#### WHAT TO PRODUCE:
Please filter the entries and return only the lines that include "yellow".

========================================

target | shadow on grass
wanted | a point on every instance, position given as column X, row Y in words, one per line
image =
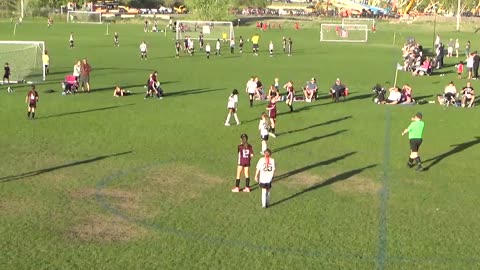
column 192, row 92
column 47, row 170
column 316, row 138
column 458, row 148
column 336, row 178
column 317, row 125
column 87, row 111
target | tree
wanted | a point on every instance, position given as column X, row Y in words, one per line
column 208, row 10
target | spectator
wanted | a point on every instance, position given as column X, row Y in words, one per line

========================================

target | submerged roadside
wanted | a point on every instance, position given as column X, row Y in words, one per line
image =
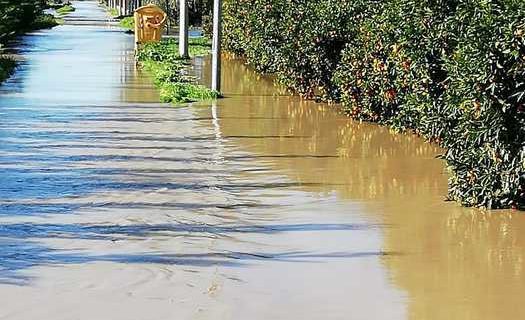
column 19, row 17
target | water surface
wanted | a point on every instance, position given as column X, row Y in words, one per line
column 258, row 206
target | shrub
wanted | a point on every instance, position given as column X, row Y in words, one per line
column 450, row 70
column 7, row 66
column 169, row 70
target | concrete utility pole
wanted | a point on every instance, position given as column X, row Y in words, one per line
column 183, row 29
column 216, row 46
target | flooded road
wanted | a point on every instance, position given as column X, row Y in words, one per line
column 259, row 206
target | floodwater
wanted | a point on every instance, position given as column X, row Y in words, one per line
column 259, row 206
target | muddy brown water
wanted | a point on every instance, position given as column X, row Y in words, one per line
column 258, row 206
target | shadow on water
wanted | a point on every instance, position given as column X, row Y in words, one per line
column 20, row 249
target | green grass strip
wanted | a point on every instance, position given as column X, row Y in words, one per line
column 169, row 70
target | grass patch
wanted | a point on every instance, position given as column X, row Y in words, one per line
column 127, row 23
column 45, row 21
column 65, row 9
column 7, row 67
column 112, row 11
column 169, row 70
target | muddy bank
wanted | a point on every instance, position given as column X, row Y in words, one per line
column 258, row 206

========================================

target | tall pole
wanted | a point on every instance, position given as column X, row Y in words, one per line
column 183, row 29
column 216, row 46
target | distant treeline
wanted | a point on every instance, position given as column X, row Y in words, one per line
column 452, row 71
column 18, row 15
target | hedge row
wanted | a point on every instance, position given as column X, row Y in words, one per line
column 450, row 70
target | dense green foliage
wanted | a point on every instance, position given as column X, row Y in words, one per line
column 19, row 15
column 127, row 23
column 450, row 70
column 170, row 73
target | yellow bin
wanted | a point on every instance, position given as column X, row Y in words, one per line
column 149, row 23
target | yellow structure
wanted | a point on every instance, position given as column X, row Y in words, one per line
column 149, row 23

========================================

#### ANSWER BOX:
target | yellow bin
target | yellow structure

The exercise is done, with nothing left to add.